Records:

+===+

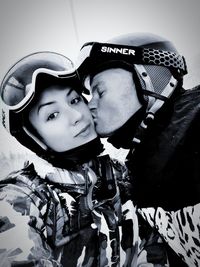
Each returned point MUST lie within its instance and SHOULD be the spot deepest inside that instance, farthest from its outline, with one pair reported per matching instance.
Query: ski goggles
(19, 85)
(94, 55)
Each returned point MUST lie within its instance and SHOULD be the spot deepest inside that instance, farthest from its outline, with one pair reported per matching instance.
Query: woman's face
(62, 118)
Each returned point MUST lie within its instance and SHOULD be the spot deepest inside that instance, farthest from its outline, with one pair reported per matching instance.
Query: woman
(81, 213)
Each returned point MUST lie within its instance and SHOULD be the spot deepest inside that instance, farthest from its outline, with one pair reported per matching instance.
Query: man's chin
(104, 133)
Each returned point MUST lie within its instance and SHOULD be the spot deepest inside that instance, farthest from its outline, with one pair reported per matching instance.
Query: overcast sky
(62, 26)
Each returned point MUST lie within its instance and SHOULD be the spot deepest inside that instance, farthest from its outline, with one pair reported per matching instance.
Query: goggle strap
(148, 83)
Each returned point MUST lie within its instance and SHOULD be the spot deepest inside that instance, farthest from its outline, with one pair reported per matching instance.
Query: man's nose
(93, 104)
(74, 115)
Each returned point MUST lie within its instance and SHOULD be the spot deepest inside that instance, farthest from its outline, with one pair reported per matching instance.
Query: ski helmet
(19, 88)
(156, 65)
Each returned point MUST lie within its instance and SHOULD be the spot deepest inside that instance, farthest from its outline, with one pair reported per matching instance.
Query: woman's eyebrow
(45, 104)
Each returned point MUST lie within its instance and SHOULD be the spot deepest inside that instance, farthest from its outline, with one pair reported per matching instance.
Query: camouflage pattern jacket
(72, 218)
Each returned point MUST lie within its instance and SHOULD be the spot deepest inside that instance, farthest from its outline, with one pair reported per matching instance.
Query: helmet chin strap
(39, 142)
(155, 100)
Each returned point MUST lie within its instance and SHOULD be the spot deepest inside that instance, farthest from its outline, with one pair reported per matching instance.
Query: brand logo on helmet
(124, 51)
(3, 118)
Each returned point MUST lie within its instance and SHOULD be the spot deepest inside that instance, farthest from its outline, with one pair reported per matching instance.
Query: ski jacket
(166, 170)
(73, 218)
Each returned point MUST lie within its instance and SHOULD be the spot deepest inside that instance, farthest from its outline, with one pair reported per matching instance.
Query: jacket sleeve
(22, 230)
(180, 229)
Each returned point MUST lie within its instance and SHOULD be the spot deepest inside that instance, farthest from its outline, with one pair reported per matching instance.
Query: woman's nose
(93, 103)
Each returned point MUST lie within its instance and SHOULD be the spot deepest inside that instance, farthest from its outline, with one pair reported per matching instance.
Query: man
(139, 103)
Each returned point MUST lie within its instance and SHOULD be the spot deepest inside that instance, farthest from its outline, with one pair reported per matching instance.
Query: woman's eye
(101, 93)
(76, 100)
(52, 116)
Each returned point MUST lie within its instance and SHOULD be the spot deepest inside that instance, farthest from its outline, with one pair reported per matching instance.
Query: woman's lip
(83, 130)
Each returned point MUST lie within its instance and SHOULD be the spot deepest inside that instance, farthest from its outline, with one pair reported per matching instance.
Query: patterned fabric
(180, 229)
(73, 219)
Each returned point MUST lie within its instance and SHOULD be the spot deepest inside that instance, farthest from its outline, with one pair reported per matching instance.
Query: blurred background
(28, 26)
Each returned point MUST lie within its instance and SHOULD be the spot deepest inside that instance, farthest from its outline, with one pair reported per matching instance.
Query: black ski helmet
(18, 90)
(154, 61)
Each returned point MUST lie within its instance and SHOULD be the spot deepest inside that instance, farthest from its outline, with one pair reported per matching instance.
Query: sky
(63, 26)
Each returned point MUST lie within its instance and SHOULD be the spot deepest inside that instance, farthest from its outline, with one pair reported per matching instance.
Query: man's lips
(83, 130)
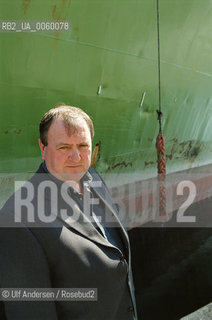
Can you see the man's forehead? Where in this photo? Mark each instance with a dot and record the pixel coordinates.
(58, 127)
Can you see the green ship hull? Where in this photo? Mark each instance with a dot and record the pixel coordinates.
(108, 65)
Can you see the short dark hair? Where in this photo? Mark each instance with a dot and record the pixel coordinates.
(69, 115)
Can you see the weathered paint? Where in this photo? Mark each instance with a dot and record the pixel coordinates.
(112, 45)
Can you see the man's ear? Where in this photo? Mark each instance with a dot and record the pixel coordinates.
(42, 149)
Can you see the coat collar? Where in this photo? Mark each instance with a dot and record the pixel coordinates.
(80, 222)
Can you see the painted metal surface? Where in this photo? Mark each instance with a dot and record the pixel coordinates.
(107, 65)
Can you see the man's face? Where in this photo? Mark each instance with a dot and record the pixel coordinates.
(67, 156)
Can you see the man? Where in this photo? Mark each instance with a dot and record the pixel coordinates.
(61, 230)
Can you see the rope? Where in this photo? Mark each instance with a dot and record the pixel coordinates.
(160, 142)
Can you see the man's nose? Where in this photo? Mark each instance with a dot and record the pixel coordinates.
(74, 155)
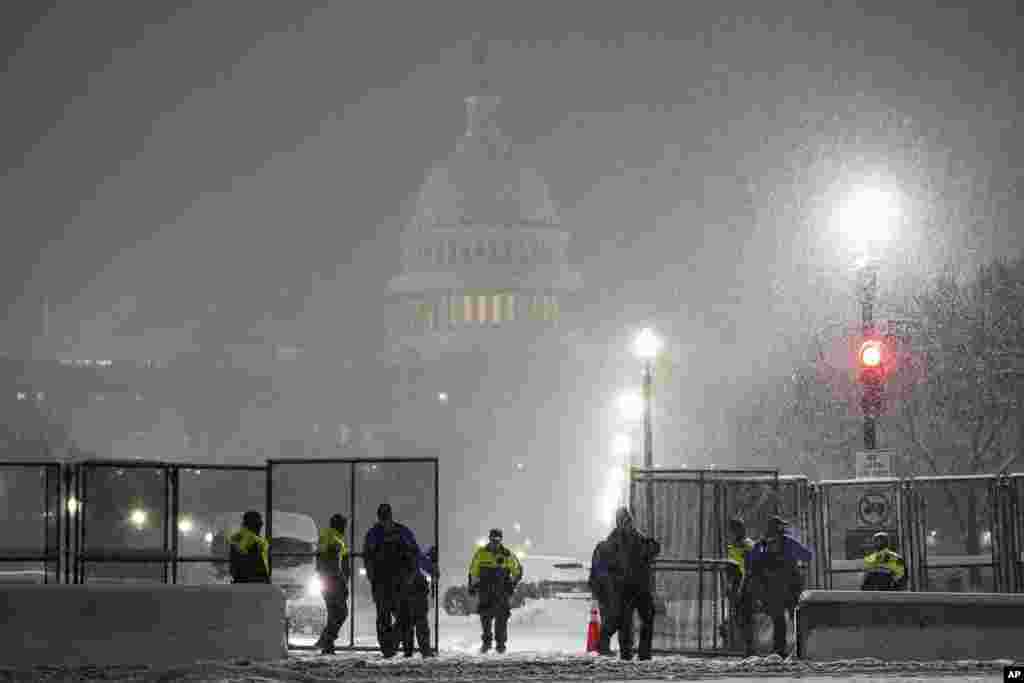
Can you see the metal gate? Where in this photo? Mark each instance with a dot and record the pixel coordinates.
(850, 512)
(30, 505)
(320, 487)
(690, 514)
(148, 521)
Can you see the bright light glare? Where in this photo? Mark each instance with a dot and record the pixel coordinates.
(867, 215)
(137, 517)
(647, 344)
(622, 445)
(870, 354)
(631, 406)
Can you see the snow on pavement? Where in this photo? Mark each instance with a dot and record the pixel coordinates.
(465, 668)
(546, 643)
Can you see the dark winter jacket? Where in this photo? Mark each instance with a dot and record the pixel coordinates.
(628, 556)
(390, 557)
(773, 573)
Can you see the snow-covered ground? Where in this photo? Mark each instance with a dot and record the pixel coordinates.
(547, 640)
(540, 626)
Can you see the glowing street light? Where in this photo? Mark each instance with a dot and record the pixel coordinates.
(870, 353)
(137, 517)
(867, 217)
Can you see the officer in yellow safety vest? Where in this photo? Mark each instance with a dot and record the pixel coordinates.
(332, 565)
(885, 569)
(737, 550)
(494, 572)
(248, 553)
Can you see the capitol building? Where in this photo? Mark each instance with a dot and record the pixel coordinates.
(483, 255)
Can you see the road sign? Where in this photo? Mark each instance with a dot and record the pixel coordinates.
(875, 464)
(875, 508)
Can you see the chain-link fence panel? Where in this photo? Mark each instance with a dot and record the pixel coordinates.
(317, 488)
(30, 504)
(688, 511)
(208, 504)
(123, 525)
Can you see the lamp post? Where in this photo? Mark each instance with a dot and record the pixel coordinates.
(646, 347)
(866, 218)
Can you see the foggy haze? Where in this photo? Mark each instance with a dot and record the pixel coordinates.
(221, 181)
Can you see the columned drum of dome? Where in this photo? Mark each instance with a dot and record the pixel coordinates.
(484, 249)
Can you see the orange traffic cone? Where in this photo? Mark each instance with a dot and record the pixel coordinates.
(593, 631)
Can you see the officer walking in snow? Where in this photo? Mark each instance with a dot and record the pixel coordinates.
(604, 591)
(248, 552)
(389, 555)
(333, 568)
(494, 572)
(772, 579)
(629, 555)
(417, 604)
(885, 569)
(737, 549)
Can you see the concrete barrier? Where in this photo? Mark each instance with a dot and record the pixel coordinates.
(159, 625)
(838, 625)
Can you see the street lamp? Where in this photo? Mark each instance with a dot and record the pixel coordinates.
(866, 218)
(646, 346)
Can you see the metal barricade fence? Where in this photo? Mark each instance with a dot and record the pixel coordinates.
(31, 500)
(691, 510)
(315, 488)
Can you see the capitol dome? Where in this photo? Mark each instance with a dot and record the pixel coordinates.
(480, 183)
(483, 248)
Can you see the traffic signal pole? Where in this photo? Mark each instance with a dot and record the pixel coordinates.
(871, 398)
(648, 445)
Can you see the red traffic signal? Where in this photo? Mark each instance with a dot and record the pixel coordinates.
(870, 354)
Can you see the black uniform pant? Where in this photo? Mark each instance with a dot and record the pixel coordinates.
(777, 611)
(609, 623)
(392, 627)
(417, 609)
(495, 626)
(640, 601)
(336, 599)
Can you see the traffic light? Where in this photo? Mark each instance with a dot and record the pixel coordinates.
(871, 353)
(871, 360)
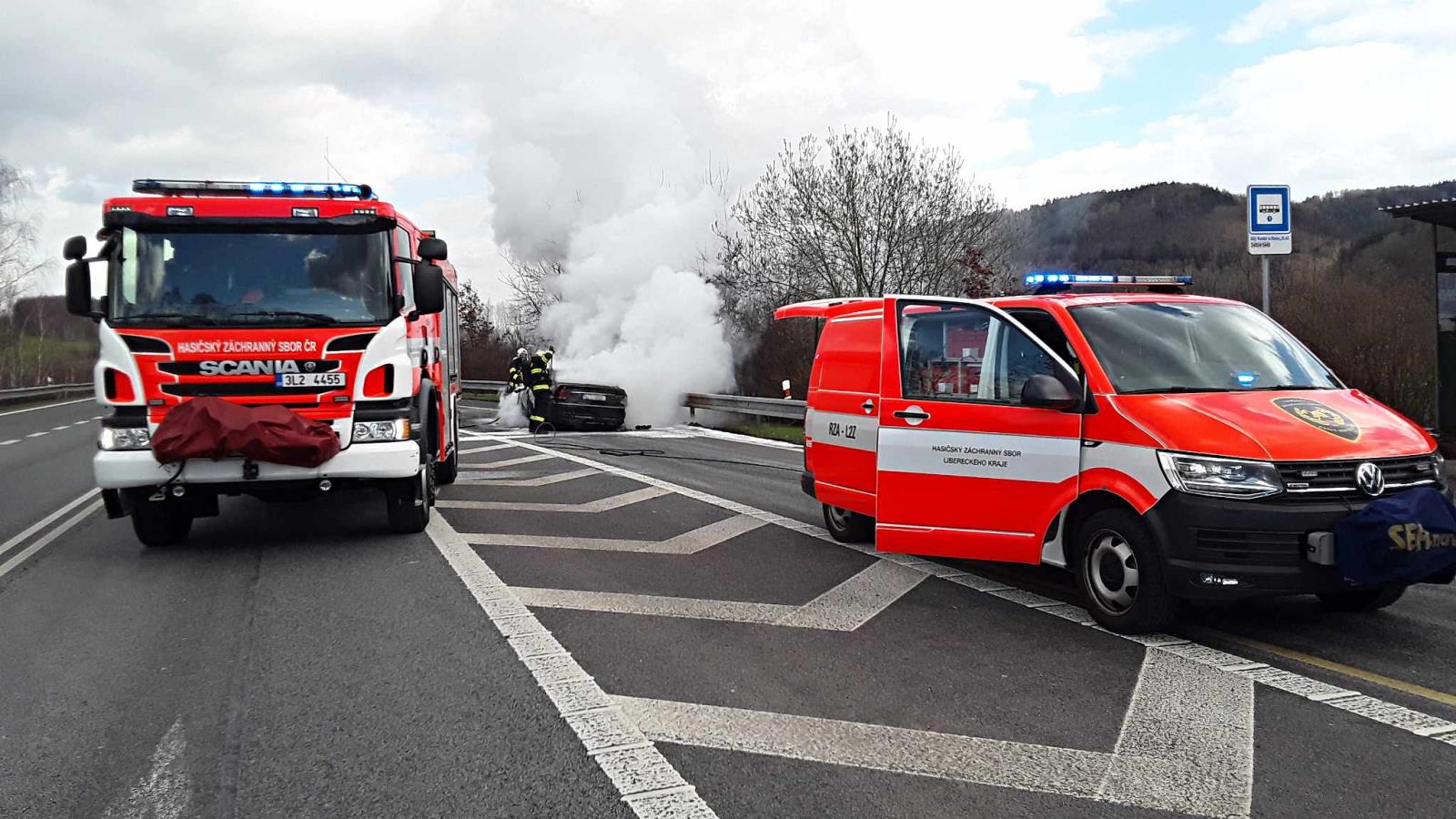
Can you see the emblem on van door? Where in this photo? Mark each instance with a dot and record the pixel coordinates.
(1370, 479)
(1320, 416)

+===+

== PROBLEM TO WORK ON ==
Begin with the line that contains "Can you see the concrete" and copy every line through the end of the listing, exactly as written, both ends included. Pictures are not part of the copy.

== REPLY TO THE TASK ==
Can you see the concrete barrier? Where in this photo? Mark each instance with a dot and record the pixel coordinates.
(159, 625)
(838, 625)
Can you see the street lamp? Where in this photo? Mark each instance with a dot and record the pixel coordinates.
(866, 218)
(646, 346)
Can you see the metal barricade fence? Where in this photo? Mark each instance with a dot and record the pixel coordinates.
(31, 500)
(691, 510)
(315, 488)
Can you see the capitol dome? Where in this photo? Mark each instance with a dot and record the pixel coordinates.
(480, 183)
(483, 248)
Can you see the traffic signal pole? Where in this photo? Mark each instance with a dot and record the pixel coordinates.
(871, 398)
(648, 445)
Can you see the red traffic signal? Where in this photo? Mark each instance with a dot and record the pixel coordinates.
(870, 354)
Can you see the black uniform pant? Where in this photo? Mark each instance with a dot and record the pixel coordinates.
(777, 611)
(609, 623)
(392, 627)
(417, 609)
(495, 626)
(640, 601)
(336, 599)
Can you see the traffic light? Where in this photo? Mark each instance with a dot and record the pixel coordinates.
(871, 353)
(871, 360)
Can you see the emblem on van door? Where in this photo? Mark each instance with a dot and record the pixel coordinates.
(1370, 479)
(1320, 416)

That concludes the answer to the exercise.